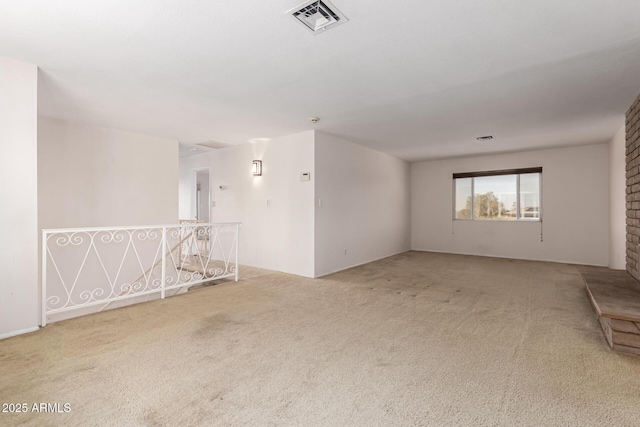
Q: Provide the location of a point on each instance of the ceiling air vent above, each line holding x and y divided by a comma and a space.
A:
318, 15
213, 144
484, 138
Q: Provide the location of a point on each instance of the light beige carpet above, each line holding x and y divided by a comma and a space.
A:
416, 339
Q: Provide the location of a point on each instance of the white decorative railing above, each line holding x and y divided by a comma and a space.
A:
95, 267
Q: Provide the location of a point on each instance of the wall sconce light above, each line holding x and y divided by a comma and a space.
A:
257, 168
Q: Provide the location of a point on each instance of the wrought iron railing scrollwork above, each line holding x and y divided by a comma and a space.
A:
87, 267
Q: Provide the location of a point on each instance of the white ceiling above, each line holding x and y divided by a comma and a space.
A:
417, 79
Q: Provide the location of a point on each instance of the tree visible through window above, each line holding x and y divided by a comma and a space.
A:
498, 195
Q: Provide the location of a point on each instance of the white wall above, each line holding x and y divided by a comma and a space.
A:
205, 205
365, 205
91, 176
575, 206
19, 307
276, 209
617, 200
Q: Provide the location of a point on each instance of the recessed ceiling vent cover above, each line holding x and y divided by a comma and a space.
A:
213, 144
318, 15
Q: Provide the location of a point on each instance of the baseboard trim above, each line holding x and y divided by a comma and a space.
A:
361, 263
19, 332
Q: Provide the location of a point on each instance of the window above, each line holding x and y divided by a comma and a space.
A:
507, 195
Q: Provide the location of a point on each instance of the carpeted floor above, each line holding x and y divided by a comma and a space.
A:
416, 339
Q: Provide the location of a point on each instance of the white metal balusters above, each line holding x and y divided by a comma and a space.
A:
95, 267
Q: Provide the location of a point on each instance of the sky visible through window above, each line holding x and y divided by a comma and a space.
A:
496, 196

==

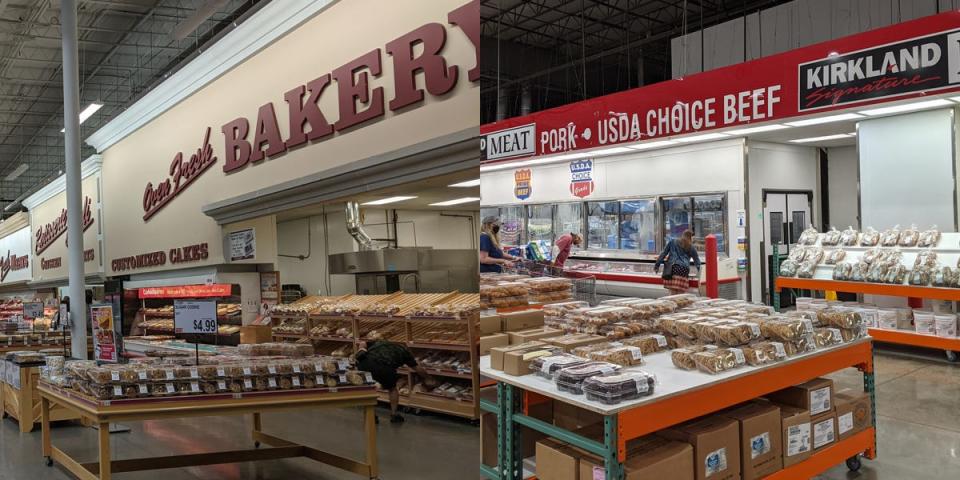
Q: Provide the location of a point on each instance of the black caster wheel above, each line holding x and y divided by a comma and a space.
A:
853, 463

PROBLEM TO SOLVE ->
Search the entries for the word "vent" and pick out every line that holds it.

SOLUTION TO THIS PROBLEM ->
Q: Provide the location of a point on each instance of the ceiling air vent above, each line holding x and y divided by a comma and a space.
Q: Provide the location of a point on each instance of the recessed ceiling vent cover above, each line holding x and y divided by a comma and a space.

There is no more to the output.